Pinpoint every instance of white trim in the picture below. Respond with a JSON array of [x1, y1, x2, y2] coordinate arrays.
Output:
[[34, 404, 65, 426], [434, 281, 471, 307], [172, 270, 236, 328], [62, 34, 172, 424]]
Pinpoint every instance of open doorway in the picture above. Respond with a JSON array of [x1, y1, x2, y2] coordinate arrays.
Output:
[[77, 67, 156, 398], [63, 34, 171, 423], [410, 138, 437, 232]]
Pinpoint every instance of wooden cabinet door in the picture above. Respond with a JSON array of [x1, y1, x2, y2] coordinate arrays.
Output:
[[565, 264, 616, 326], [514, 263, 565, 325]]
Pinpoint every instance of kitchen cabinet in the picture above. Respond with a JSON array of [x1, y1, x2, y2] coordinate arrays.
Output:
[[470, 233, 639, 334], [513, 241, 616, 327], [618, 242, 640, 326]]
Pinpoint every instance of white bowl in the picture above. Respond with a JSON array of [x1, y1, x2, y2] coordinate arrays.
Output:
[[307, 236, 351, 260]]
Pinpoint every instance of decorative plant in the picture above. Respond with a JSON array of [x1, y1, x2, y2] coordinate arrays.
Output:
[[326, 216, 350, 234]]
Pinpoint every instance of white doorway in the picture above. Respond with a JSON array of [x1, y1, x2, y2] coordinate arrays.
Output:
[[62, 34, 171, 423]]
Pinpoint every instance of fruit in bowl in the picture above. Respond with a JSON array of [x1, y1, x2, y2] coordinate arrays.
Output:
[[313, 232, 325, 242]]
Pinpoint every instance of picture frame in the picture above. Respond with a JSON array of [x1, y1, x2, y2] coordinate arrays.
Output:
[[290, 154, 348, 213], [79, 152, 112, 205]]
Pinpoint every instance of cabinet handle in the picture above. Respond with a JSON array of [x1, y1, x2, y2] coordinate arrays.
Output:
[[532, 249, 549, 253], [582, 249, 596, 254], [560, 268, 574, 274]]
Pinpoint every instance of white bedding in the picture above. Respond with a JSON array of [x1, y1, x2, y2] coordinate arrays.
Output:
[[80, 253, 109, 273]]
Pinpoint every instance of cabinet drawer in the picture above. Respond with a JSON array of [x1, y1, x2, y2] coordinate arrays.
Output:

- What to do
Beginning at the line containing "Pinpoint every instance of white doorway", repeat each line exactly through the last line of the entries, and include no other lines.

- Expected answer
Pinpoint every instance of white doorway in the picture above. Respond with a JSON array of [x1, y1, x2, y2] coordinate arrays.
Output:
[[62, 34, 171, 423]]
Pinpoint every instance of fruit in bowl in the picture above. Respond with a JSON array of [x1, y1, x2, y2] coordinate arrays.
Output:
[[313, 232, 325, 242]]
Pinpoint every instance of picture frame in the picture above. Respond with a JSON array of [x1, y1, x2, y2] coordinate arrays.
Output:
[[290, 154, 348, 213], [79, 152, 112, 205]]
Pinpoint every instance of cabinet handle in the picture above. Respond with a JSON array of [x1, y1, x2, y2] coordinate arrays.
Output:
[[532, 249, 549, 253], [582, 249, 596, 254], [560, 268, 574, 274]]
Pinpoint every instance of white bedding in the picture above. Respond with a JSON array of [x1, y1, x2, y2] coordinate arrays.
Output:
[[80, 253, 109, 273]]
Pinpoint every instance of cabinet drawer in the picture above. Respond with a JSON array of [x1, y1, x2, y2] coordinate arrays.
Output:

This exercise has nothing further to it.